<<<<

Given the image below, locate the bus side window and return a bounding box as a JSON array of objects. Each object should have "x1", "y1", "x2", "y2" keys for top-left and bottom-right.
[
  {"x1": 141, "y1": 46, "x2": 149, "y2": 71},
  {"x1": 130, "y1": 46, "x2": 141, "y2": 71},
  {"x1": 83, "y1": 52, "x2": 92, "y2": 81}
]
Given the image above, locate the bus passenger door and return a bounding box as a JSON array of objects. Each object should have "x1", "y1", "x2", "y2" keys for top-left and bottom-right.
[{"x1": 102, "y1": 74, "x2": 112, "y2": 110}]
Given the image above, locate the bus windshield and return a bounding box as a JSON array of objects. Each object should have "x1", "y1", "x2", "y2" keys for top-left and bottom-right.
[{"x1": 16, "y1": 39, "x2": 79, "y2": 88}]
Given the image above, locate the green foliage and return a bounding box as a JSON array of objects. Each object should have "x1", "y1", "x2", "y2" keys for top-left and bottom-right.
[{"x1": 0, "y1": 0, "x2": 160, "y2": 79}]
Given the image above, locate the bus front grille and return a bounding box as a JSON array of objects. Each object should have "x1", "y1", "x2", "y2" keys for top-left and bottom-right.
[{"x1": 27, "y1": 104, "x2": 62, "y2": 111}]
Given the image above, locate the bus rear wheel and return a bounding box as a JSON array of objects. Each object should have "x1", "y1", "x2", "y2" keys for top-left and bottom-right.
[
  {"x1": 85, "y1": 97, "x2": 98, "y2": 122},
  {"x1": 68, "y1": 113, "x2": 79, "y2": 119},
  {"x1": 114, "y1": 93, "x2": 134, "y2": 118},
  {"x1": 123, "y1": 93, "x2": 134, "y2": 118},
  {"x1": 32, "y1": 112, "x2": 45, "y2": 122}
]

>>>>

= GOAL OF THE EXERCISE =
Please identify each line in the records above that contains the word "below", and copy every one of those lines in full.

= FINAL RESULT =
Given the image below, locate the bus side window and return a bounding box as a JSON array of objects. Each object should have "x1", "y1", "x2", "y2" keys for top-left and bottom-right.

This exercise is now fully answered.